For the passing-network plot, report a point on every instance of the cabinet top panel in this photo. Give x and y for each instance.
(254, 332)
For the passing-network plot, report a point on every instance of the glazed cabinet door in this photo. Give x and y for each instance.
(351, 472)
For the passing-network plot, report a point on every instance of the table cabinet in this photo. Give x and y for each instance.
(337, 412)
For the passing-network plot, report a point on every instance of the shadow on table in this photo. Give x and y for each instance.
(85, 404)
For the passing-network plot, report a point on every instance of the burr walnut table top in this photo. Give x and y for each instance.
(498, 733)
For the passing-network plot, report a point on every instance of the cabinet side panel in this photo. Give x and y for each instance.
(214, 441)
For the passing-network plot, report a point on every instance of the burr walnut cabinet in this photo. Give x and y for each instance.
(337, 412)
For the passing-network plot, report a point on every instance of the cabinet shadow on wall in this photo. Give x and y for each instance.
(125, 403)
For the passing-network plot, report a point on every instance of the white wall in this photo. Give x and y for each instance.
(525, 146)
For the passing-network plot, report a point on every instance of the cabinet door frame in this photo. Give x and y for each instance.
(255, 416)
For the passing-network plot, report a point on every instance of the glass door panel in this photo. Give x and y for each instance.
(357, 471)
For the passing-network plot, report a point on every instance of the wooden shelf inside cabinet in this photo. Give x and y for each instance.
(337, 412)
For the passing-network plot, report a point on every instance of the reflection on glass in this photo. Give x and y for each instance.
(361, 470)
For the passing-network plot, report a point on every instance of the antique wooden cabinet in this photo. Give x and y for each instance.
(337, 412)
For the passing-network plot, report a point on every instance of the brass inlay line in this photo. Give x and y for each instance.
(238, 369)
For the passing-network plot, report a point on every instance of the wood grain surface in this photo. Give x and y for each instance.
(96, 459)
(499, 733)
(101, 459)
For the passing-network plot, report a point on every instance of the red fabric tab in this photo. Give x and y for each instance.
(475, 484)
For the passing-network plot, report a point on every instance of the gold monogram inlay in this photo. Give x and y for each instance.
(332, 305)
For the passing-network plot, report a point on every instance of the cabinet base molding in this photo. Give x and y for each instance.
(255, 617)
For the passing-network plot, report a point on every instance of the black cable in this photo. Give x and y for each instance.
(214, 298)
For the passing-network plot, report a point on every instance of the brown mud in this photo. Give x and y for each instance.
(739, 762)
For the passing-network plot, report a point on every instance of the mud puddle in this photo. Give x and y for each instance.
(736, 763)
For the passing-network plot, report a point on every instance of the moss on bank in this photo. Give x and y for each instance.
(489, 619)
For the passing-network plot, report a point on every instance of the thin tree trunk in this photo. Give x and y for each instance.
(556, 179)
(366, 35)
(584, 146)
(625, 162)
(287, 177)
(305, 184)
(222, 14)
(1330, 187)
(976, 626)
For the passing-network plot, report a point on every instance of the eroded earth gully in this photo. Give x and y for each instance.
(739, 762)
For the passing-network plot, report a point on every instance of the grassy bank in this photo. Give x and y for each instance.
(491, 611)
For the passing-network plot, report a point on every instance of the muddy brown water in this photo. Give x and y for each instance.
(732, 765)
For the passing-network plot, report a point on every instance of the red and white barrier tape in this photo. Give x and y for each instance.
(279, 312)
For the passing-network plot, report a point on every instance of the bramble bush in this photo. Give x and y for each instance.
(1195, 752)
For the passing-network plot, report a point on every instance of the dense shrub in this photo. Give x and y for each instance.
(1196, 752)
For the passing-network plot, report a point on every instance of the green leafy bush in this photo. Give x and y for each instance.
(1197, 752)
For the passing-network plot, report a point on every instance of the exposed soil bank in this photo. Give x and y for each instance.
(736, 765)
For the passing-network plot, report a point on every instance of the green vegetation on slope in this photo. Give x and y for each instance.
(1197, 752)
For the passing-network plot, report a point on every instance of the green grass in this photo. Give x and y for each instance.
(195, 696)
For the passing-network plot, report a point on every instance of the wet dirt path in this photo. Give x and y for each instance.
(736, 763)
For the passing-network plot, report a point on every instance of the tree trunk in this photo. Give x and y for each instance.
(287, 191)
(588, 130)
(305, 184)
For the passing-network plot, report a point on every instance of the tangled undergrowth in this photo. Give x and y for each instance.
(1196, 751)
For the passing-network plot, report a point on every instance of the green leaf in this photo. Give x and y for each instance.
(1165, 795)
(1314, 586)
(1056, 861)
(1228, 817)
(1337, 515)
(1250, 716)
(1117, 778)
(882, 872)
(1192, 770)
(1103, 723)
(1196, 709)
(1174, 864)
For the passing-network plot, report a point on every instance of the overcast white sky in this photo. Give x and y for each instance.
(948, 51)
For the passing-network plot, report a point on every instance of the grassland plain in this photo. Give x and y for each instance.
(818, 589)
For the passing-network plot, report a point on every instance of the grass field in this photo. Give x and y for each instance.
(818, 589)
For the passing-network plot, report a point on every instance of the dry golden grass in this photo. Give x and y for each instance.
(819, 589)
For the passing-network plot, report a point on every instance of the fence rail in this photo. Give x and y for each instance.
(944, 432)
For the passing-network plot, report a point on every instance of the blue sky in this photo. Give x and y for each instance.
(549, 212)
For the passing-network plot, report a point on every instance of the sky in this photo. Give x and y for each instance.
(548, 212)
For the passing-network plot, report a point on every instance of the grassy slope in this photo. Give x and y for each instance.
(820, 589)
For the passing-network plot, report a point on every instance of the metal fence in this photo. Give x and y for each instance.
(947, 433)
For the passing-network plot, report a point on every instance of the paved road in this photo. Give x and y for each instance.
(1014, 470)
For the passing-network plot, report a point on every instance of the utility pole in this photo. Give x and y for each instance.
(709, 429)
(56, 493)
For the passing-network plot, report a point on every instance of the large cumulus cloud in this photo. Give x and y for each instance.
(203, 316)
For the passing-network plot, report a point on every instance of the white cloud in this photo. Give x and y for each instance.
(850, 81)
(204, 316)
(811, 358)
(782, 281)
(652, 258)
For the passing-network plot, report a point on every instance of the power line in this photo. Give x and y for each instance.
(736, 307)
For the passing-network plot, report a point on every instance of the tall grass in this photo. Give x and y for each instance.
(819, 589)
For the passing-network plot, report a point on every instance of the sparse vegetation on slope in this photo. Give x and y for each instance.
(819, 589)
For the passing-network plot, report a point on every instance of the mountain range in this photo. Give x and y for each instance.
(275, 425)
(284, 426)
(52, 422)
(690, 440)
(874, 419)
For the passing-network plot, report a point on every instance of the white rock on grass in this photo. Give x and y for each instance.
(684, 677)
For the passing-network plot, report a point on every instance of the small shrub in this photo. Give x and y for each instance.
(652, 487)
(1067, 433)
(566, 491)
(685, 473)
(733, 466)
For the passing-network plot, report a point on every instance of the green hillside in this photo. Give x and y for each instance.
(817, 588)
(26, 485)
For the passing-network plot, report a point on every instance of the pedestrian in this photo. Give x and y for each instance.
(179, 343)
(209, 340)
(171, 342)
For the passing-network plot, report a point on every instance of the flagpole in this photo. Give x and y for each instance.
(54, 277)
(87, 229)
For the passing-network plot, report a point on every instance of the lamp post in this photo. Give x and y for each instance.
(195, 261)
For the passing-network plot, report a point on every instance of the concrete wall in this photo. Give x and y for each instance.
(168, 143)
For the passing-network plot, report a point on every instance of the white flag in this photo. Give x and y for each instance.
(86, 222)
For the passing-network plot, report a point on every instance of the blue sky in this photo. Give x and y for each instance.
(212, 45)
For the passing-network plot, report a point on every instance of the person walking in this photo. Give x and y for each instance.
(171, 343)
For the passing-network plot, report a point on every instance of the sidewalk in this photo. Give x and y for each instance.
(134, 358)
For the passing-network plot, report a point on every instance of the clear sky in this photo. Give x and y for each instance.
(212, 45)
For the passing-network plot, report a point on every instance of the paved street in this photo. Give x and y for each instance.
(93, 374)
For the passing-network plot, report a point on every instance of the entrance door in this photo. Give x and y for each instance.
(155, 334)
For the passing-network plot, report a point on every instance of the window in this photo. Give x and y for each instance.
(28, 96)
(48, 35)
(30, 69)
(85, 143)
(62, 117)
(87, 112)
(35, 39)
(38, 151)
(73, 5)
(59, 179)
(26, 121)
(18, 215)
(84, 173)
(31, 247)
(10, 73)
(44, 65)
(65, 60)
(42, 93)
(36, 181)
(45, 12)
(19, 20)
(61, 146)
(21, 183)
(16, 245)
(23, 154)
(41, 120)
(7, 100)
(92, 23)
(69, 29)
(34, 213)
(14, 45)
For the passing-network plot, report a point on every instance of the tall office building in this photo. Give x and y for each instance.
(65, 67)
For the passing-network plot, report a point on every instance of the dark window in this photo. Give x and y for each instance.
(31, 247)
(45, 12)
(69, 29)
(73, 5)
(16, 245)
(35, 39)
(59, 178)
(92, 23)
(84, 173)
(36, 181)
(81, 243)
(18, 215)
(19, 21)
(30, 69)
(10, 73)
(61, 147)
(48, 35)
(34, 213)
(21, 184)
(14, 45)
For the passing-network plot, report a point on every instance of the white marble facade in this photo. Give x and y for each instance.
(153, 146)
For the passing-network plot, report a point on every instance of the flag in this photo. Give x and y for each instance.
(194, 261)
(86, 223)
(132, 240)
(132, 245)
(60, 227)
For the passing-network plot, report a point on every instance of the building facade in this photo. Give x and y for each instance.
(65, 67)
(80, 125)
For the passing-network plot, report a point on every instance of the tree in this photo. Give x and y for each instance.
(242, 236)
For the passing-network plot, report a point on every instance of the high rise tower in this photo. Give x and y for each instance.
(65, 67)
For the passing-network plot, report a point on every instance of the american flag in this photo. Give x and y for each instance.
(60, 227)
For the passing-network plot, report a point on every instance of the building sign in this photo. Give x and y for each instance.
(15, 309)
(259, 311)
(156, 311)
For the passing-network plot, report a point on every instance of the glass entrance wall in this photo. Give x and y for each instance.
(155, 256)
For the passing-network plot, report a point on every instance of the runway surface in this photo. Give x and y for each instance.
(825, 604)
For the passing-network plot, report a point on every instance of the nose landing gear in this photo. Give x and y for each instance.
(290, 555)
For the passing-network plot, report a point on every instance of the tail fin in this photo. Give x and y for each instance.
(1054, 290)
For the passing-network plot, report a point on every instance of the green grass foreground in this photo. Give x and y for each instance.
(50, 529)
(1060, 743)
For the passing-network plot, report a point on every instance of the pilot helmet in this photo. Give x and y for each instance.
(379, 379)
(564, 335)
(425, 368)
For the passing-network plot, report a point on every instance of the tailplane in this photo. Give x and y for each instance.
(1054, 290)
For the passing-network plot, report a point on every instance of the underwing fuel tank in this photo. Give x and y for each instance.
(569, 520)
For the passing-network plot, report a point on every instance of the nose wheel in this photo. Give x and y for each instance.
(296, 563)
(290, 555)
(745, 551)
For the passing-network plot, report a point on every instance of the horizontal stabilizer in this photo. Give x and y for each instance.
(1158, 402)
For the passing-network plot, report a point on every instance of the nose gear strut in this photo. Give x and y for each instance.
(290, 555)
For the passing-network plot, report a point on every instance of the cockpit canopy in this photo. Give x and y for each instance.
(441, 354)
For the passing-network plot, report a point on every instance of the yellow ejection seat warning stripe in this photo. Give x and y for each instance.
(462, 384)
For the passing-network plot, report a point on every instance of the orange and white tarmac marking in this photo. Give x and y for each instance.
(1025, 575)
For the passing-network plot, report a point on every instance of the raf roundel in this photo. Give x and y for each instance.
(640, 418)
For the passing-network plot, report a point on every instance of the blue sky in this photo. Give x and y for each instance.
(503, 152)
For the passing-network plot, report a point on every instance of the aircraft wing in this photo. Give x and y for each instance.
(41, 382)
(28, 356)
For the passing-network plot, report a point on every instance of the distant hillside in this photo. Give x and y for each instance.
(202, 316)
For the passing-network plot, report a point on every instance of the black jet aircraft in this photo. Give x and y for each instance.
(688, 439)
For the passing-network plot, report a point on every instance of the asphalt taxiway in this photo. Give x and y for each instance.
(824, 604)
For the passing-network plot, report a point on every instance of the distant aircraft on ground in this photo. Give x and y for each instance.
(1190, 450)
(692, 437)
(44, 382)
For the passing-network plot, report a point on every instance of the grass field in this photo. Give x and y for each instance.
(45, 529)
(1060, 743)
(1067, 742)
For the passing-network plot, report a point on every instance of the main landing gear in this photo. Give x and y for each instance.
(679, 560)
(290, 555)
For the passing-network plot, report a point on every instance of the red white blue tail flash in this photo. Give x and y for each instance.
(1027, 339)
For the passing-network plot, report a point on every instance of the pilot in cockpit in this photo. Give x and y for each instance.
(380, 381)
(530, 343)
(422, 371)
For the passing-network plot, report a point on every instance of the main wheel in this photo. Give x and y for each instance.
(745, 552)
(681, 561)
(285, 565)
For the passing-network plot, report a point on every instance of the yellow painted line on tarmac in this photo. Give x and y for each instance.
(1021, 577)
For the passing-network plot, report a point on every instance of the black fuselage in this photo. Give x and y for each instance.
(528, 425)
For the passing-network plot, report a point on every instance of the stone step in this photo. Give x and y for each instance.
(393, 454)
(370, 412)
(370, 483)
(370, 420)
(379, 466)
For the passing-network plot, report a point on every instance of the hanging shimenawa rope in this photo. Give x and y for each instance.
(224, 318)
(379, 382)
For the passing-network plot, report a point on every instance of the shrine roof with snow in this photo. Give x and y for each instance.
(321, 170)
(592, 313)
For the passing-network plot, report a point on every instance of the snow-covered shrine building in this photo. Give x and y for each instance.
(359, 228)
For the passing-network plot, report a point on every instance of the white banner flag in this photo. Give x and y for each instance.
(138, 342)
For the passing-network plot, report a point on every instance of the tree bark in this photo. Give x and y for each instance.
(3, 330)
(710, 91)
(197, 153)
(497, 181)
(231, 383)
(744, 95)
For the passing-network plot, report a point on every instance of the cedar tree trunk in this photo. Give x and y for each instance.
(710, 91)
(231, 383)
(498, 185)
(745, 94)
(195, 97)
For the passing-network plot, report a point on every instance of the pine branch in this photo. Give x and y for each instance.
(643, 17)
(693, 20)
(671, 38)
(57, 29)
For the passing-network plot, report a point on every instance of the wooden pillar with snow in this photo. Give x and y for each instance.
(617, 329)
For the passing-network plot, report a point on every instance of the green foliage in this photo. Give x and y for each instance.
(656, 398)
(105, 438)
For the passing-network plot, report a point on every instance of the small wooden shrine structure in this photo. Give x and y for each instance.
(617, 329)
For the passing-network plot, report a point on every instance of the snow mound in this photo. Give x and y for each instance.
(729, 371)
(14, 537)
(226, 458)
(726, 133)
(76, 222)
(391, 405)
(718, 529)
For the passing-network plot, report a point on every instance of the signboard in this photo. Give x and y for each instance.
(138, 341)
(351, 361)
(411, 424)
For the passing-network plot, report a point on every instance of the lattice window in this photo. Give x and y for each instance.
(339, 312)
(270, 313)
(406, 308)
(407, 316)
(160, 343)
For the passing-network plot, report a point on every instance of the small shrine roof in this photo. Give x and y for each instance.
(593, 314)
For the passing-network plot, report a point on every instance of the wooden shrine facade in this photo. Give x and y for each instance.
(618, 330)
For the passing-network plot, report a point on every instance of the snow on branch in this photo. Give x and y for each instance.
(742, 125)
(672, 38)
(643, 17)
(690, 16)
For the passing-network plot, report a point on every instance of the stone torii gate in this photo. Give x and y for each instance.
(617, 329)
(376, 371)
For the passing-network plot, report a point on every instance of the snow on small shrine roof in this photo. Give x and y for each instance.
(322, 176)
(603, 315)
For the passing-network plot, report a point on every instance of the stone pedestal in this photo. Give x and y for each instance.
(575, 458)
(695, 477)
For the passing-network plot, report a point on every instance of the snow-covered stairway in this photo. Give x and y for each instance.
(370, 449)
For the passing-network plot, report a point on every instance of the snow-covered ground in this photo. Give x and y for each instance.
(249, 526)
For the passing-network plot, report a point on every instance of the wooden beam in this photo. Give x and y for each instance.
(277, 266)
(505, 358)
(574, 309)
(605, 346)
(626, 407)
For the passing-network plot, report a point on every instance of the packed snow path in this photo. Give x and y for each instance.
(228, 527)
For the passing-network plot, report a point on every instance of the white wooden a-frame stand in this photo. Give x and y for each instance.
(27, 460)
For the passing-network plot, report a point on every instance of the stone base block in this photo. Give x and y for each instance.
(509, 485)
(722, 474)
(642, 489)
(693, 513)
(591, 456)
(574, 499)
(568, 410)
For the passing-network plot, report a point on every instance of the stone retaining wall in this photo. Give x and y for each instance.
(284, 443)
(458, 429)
☆ ☆ ☆ ☆
*REQUIREMENT*: Starting with the line that contains "the snow-covered stairway" and continuing through the end of the material, write those lines out again with "wooden beam" swapped for "timber beam" and nothing else changed.

*THE OUTPUT*:
For the passing-network plot, report a point on every instance of the snow-covered stairway in this photo. Give x and y for each instance.
(370, 449)
For the passing-network plot, report a point on every instance of the snow-covered ground in this photo. Give x and y for each instance.
(249, 526)
For the passing-network plot, report a point on every instance of the timber beam in this photo. Give x and y for each instance.
(277, 266)
(505, 358)
(574, 309)
(605, 346)
(626, 407)
For the passing-network plot, report a point on every instance of the packed snow path in this photo. Give x and y for each instance.
(228, 527)
For the passing-network plot, report a point on every instance of the white wooden a-frame stand in this photo. Give x and y for each instance.
(27, 460)
For the passing-network plot, report a point on every instance of the stone base block in this photo. Give x and y for each instance.
(509, 485)
(722, 474)
(642, 489)
(693, 513)
(591, 456)
(574, 499)
(568, 410)
For the passing-network plot, report a point on every instance of the stone retaining wall in this photo. Give x and y for each instance.
(284, 443)
(458, 429)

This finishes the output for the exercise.